PROBLEM. Write out only the tail of the records, beginning at the line containing "Where can you spot the leafy" and including the last line, exactly as written.

══ RECORDED INFORMATION

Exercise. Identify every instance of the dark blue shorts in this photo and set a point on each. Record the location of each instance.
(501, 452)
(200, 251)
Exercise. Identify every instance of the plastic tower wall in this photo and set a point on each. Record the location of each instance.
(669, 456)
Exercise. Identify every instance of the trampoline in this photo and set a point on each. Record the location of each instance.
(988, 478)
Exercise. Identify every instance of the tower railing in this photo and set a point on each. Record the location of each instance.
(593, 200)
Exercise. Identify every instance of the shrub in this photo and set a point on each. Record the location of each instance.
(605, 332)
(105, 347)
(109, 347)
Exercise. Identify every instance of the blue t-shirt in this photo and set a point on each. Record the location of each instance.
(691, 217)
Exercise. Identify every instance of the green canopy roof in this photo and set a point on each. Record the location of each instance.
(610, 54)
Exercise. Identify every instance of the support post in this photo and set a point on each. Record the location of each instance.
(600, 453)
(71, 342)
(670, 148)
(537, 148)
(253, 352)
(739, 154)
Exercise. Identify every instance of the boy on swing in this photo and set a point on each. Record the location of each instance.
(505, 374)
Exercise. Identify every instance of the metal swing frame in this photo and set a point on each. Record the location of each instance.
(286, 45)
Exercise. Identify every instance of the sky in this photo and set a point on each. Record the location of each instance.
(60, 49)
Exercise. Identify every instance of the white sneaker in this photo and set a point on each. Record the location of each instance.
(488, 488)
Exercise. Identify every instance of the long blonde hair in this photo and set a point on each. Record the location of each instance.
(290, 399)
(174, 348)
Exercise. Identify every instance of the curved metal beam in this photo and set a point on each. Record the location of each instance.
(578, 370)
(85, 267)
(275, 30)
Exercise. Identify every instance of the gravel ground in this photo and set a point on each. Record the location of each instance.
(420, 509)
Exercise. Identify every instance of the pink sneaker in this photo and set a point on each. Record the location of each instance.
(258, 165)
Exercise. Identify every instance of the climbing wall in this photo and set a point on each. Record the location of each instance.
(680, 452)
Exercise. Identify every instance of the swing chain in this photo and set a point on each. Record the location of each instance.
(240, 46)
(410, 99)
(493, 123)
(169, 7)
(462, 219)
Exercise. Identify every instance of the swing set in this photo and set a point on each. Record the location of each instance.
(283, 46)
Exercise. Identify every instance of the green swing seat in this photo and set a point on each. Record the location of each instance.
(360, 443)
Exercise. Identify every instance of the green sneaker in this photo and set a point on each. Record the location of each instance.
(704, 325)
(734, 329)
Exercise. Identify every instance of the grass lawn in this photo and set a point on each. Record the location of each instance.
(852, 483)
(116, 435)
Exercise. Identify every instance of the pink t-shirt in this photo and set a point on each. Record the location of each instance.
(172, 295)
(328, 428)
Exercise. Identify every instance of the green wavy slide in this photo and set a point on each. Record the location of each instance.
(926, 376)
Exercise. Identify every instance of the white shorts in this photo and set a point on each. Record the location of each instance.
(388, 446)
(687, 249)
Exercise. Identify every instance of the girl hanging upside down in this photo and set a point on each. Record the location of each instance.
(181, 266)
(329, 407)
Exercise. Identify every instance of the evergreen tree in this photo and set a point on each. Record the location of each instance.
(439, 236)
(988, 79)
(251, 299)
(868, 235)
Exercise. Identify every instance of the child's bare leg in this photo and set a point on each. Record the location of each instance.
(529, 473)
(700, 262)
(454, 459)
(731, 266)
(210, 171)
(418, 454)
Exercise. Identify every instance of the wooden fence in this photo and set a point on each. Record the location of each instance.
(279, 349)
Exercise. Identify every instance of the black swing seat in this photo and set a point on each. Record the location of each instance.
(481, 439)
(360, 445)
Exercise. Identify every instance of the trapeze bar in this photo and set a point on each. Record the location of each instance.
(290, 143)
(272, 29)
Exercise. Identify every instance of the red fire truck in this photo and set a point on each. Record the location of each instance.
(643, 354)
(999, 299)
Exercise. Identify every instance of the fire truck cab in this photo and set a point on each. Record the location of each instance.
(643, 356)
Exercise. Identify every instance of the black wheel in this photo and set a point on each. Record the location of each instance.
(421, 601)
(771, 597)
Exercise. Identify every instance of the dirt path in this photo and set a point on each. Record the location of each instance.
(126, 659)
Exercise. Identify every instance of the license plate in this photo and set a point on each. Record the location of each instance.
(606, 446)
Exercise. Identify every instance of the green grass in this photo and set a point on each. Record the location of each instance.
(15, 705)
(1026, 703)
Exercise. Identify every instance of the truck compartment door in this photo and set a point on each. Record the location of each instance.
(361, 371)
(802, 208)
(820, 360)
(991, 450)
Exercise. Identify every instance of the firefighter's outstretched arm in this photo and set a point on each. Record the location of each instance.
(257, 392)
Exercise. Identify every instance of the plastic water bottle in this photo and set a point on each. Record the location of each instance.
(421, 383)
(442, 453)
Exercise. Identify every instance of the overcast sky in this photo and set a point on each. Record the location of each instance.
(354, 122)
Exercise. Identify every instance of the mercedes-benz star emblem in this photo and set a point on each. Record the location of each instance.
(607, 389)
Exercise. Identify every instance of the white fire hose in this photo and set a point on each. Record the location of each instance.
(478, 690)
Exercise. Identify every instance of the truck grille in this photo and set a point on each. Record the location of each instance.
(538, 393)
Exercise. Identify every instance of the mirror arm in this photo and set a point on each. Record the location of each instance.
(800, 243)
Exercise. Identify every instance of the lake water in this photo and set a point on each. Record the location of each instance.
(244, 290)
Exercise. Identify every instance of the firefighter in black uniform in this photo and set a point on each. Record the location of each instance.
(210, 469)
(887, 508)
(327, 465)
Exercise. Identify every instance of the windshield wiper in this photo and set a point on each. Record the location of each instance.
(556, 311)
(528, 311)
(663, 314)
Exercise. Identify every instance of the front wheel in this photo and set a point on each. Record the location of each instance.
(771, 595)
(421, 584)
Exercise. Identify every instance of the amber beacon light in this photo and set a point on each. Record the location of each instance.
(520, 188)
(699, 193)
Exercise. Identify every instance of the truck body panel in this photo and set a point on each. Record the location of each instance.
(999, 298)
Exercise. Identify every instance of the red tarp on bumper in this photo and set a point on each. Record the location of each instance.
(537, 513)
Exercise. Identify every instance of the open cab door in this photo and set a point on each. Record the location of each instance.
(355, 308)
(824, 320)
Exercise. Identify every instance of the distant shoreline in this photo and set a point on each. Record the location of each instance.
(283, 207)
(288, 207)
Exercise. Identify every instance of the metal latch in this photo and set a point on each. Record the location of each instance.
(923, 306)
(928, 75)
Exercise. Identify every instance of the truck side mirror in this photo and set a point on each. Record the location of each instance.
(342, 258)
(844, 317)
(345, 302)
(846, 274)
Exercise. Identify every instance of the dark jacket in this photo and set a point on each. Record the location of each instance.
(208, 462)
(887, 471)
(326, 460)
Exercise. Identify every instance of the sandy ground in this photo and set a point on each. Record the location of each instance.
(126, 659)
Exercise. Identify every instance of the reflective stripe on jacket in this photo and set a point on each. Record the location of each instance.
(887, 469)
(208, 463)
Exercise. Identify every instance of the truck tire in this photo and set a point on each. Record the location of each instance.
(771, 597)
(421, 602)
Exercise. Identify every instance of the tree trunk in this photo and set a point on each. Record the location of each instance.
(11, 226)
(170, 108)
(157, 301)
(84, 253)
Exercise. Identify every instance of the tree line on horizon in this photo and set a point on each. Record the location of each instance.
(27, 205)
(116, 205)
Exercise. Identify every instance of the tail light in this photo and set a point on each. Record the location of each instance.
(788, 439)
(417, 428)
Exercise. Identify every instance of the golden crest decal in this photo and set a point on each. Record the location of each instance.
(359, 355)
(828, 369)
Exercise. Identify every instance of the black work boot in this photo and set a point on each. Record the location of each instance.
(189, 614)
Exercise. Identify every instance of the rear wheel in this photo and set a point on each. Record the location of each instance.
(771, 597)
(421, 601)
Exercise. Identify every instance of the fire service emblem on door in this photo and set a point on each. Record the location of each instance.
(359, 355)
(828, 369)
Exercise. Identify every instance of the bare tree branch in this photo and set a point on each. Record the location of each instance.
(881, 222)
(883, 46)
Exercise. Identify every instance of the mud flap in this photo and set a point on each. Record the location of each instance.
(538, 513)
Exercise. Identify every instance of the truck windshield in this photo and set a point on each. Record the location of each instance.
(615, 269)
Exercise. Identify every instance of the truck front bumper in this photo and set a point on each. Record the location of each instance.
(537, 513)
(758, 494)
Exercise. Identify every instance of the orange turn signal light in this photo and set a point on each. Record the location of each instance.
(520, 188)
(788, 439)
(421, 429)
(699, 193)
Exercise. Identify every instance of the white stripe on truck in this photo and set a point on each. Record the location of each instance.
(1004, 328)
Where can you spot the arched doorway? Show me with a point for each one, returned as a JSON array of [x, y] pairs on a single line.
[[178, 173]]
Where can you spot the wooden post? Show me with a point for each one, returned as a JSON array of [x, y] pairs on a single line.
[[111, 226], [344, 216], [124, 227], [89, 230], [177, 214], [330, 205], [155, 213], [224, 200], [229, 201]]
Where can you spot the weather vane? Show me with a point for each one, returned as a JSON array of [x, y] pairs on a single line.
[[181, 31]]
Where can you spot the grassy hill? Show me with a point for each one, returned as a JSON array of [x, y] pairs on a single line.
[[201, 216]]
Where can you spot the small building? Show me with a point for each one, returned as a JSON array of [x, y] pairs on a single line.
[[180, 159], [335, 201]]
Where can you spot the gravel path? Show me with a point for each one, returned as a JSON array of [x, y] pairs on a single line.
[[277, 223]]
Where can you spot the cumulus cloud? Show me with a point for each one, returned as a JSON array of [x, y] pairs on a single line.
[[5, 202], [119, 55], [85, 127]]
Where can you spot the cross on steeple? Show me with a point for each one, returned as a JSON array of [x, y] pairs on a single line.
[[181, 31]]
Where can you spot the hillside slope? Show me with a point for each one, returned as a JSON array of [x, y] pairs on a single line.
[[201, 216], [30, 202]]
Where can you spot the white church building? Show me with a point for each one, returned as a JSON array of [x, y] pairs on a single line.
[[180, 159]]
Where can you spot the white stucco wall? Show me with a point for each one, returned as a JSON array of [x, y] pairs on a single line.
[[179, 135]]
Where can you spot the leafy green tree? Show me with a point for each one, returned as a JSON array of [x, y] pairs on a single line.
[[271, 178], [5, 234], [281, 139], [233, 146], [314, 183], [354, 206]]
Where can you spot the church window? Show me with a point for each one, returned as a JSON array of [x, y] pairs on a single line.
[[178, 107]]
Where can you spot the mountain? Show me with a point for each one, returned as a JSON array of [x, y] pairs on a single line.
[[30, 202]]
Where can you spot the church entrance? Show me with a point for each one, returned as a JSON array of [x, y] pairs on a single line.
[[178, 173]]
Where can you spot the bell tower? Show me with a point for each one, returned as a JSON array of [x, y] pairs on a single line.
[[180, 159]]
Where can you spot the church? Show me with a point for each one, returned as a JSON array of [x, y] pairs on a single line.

════

WRITTEN ANSWER.
Where can you spot the leafy green tree? Show me with a point for each one, returned as a JSON array of [x, y] pairs on a single line.
[[271, 178], [5, 234], [281, 139], [233, 146], [314, 183], [354, 206]]
Where can you spot the church window? Show me with a point for each one, returned as a JSON array of [x, y] pairs on a single line.
[[178, 107]]
Where can you spot the mountain? Show me with a point for each one, returned as a JSON array of [x, y] pairs on a single line.
[[30, 202]]
Where can you spot the church entrance? Show me with a point for each one, returned as a JSON array of [x, y] pairs on a single line.
[[178, 173]]
Where can you spot the bell tower? Show me with a point for each one, returned as a JSON array of [x, y] pairs on a single line.
[[180, 159]]
Where can you spot the church? Show me with a point for each one, returned as a JSON array of [x, y] pairs on a single line.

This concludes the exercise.